== Text shown ==

Learning how to inflect verbs in different languages
This project considered how children learn to inflect verbs to convey different meanings such as person (1st vs 2nd: in English, "I" vs. "you"), number (singular vs. plural: in English, "is" vs. "are") and tense (present vs. past: in English, "is" vs. "was").
English has a very limited range of inflections, but many other languages have far more, and we know little about the ways in which children start to use them and develop the ability to use the full set of inflections across a wide range of contexts.
In this project, we looked at two highly inflected languages (Polish and Finnish). We studied the development of children’s use of these inflections and, in particular, the development of productivity, (i.e. children’s ability to use them across a wide range of verbs and even on verbs they have never heard before). We ran large-scale elicited production studies, where native learners of Finnish (N = 77; 35–63 months) and Polish (N = 81; 35–59 months), were shown animations of different characters (1st, 2nd, 3rd person; singular and plural) performing various actions, and asked to produce both the pronoun and the inflected present-tense form of the verb. Verbs were chosen across a range of token frequencies (e.g. very commonly used to very rarely used) and from verb classes varying in phonological neighbourhood density (PND) (e.g. words with lots of other similar sounding words to words with very few similar sounding words), with counts taken from child directed speech corpora and standard grammar dictionaries respectively.
Analysis with mixed-effects models revealed that, for both languages, despite overall low error rates, children made more errors with verb forms with lower token frequencies in the input and with verbs belonging to classes with lower PNDs These findings suggest that successful models of children’s acquisition of verb morphology need to be sensitive to the statistical properties of children’s input, i.e., both token frequency (reflecting children’s retrieval of individually stored verb forms) and PND (children’s use of phonological analogy).
We then built and tested a connectionist computational model of the acquisition of person/number marking which not only acquires near adult-like mastery of the system (including generalisation to unseen items), but also yields all of the key phenomena observed in the elicited-production studies; specifically, effects of token frequency and phonological neighbourhood density of the target form, and a pattern whereby errors generally reflect the replacement of low frequency targets by higher-frequency forms of the same verb, or forms with the same person/number as the target, but with a suffix from an inappropriate conjugation class. The findings demonstrate that acquisition of even highly complex systems of inflectional morphology can be accounted for by a theoretical model that assumes rote storage and phonological analogy, as opposed to formal symbolic rules.

===
== Information shown ==

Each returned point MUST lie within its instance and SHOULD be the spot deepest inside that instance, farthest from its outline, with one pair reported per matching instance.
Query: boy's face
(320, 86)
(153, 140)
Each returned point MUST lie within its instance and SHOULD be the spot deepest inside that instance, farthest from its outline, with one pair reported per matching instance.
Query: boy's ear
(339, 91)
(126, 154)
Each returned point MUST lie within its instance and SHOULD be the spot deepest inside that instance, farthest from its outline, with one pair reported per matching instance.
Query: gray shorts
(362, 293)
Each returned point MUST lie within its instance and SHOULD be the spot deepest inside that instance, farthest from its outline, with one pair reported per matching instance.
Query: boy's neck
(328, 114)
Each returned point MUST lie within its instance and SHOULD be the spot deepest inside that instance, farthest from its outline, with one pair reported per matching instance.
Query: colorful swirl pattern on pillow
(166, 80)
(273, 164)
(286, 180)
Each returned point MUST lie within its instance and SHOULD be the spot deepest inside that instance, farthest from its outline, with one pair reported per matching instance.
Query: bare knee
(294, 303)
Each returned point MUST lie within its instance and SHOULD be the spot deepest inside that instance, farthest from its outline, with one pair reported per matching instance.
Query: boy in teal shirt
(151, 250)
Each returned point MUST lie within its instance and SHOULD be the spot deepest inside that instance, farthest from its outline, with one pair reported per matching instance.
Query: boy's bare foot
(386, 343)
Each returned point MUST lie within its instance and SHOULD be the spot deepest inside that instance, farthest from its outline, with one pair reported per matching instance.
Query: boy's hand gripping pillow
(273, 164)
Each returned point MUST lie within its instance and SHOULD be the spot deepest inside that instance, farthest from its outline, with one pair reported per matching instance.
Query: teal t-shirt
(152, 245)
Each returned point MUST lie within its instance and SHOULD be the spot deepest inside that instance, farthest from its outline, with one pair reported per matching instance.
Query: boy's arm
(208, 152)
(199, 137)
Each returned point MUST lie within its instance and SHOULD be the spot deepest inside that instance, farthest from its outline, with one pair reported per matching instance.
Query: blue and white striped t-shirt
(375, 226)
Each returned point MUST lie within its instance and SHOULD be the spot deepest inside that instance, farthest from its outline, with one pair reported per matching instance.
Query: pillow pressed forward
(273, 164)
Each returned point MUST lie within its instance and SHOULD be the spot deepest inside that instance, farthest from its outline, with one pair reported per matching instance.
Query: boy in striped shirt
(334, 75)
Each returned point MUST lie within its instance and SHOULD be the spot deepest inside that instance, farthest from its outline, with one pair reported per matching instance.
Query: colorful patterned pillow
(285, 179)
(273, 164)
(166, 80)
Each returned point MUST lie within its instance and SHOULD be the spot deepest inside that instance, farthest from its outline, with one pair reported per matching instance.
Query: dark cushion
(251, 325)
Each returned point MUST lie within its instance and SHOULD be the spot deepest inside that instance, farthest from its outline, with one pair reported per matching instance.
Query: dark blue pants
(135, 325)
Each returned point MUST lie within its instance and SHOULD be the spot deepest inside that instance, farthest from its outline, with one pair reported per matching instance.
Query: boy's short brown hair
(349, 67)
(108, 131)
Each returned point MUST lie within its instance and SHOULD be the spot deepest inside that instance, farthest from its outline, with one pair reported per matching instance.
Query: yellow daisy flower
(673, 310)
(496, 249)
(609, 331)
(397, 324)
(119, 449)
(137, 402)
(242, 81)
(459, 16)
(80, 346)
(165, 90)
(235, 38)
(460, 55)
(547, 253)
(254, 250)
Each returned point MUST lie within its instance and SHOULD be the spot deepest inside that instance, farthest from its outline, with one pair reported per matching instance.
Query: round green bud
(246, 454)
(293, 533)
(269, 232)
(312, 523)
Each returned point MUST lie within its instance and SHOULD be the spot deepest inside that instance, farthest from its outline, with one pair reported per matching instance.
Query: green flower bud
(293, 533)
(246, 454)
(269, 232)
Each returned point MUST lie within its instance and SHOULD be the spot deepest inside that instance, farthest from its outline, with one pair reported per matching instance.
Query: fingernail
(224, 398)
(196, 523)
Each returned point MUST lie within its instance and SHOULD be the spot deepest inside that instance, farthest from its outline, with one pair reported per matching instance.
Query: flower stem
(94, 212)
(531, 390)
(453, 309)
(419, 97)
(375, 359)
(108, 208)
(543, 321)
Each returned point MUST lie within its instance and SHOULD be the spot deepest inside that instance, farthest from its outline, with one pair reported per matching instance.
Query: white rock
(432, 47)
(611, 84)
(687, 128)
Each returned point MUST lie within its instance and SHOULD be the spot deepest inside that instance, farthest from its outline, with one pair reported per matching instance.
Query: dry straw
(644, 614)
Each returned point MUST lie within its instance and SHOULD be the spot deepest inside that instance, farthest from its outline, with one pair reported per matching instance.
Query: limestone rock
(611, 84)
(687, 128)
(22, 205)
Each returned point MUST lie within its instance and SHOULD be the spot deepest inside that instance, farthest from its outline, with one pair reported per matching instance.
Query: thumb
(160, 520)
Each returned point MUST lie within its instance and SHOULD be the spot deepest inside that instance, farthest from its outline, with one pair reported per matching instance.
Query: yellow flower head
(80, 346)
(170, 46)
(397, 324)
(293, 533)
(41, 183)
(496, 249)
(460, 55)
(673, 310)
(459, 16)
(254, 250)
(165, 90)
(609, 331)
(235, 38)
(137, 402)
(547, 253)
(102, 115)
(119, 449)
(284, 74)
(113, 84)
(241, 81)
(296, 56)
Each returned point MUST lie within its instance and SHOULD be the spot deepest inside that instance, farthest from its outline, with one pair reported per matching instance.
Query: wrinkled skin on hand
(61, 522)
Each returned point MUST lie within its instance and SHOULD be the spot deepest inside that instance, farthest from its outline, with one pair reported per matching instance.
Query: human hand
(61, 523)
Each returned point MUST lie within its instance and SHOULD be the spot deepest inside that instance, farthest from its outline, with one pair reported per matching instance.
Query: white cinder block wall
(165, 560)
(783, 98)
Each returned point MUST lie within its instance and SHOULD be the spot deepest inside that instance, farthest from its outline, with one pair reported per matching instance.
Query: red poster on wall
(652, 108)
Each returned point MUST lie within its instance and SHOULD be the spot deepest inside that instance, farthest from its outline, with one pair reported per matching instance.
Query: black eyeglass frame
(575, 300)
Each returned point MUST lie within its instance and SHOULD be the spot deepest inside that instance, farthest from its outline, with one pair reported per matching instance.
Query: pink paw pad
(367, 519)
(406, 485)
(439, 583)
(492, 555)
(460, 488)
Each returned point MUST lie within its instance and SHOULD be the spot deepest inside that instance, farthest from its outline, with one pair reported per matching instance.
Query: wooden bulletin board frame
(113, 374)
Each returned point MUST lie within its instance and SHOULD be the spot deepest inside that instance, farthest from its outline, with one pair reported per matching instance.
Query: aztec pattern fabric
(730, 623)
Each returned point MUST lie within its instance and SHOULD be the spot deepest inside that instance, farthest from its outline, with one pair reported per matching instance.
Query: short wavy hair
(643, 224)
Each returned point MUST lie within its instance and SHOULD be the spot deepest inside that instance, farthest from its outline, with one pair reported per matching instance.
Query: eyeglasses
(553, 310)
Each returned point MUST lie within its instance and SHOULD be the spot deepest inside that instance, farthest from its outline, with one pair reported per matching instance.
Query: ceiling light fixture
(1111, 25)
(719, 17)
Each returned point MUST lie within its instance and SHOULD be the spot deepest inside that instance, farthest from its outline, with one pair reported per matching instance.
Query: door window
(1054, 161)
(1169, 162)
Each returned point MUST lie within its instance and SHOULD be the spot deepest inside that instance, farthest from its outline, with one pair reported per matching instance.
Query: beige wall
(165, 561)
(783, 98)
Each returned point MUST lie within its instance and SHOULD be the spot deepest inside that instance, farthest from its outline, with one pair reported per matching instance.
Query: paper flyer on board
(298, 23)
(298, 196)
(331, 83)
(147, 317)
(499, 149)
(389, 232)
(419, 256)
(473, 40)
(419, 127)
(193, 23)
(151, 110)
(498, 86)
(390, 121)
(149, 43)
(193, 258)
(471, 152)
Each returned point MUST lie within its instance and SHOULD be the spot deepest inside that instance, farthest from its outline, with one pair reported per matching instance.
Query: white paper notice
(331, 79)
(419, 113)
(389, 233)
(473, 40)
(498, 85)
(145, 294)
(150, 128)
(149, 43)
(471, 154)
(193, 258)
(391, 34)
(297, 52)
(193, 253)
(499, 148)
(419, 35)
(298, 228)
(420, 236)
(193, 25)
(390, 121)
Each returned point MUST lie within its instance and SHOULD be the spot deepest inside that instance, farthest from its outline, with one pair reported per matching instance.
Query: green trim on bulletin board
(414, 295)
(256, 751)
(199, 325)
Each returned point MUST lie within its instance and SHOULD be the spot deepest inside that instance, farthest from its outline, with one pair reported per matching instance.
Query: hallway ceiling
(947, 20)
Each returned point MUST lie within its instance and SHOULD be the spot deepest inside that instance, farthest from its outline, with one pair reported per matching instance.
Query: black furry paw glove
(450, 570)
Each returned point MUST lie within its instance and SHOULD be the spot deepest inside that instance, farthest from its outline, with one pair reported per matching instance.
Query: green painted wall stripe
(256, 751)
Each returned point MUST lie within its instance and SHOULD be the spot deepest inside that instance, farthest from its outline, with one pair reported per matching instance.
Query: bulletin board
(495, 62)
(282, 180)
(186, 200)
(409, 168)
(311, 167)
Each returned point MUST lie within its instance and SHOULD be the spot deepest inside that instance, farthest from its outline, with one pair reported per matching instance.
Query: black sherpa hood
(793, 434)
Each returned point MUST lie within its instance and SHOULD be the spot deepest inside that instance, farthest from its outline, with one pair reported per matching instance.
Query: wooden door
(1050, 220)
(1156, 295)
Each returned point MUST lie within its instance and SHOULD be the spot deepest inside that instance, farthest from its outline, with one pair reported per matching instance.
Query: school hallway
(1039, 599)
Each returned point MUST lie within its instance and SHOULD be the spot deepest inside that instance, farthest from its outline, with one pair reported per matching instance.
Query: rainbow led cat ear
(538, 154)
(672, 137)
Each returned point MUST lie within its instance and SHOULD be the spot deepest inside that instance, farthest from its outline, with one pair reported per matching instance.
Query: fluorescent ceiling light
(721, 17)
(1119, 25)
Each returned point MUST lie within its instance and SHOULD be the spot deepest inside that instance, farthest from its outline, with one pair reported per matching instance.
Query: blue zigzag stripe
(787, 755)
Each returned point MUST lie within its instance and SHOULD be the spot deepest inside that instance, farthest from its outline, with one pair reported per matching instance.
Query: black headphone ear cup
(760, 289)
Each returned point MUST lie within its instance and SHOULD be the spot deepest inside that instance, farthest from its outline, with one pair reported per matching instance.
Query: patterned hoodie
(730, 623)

===

(Task A)
Answer these from the summary on learning verb inflections:
(i) Which two highly inflected languages did the project look at?
(ii) How many native learners of Finnish took part in the elicited production studies?
(iii) What kind of computational model did the project build and test?
(Task B) Render this sentence from the summary on learning verb inflections in Spanish: "English has a very limited range of inflections, but many other languages have far more, and we know little about the ways in which children start to use them and develop the ability to use the full set of inflections across a wide range of contexts."
(Task C) Carry the summary on how children learn verb inflections in Polish and Finnish forward from its final sentence.

(Reply A)
(i) Polish and Finnish.
(ii) 77.
(iii) A connectionist computational model of the acquisition of person/number marking.

(Reply B) El inglés tiene una gama muy limitada de flexiones, pero muchas otras lenguas tienen muchas más, y sabemos poco sobre las formas en que los niños empiezan a usarlas y desarrollan la capacidad de usar el conjunto completo de flexiones en una amplia variedad de contextos.

(Reply C)
We also intended to compare methods of testing productivity in Chintang (a Tibeto-Burman language of East Nepal). Data was obtained for this study but having examined it, it was unclear that there was a sufficient quantity to apply the productivity method developed by Pine (see Aguado-Orea, J., & Pine, J. M. (2015). Comparing Different Models of the Development of Verb Inflection in Early Child Spanish. PLOS ONE, 10(3) DOI: 10.1371/journal.pone.0119613).
Project Team: Elena Lieven (Lead), Julian Pine, Sabine Stoll, Grzegorz Krajewski, Jeffrey Elman, Joanna Kolak, Sonia Granlund and Felix Engelmann
Start Date: March 2015
Duration: 3 years
(Work Package 6)
Engelmann, F., Granlund, S., Kolak, J., Szreder, M., Ambridge, B., Pine, J., Theakston, A., and Lieven, E. (2019). How the input shapes the acquisition of verb morphology: Elicited production and computational modelling in two highly inflected languages. Cognitive Psychology, 110, 30-69. https://doi.org/10.1016/j.cogpsych.2019.02.001
Engelmann, F., Kolak, J., Vihman, V., Granlund, S., Ambridge, B., Pine, J., Theakston, A., Lieven, E. (2018). How the input shapes the acquisition of inflectional morphology: Computational modelling across three highly inflected languages. In Proceedings of the 24th AMLaP conference, Architectures and Mechanisms of Language Processing, Berlin, Germany.
Engelmann, F., Kolak, J., Granlund, S., Szreder, M., Ambridge, B., Pine, J., Theakston, A. & Lieven, E. (2017). The acquisition of Polish and Finnish verb inflection in a connectionist model. Paper presented at the 50th Annual Meeting of Societas Linguistica Europaea (SLE), Zurich, Switzerland.
Granlund, S., Kolak, J., Szreder, M., Engelmann, F., Ambridge, B., Pine, J., Theakston, A. & Lieven, E. (2017). Predicting errors in children’s production of verb morphology: evidence from person/number marking in Finnish and Polish. Paper presented at the 14th Congress of the International Association for the Study of Child Language (IASCL), Lyon, France.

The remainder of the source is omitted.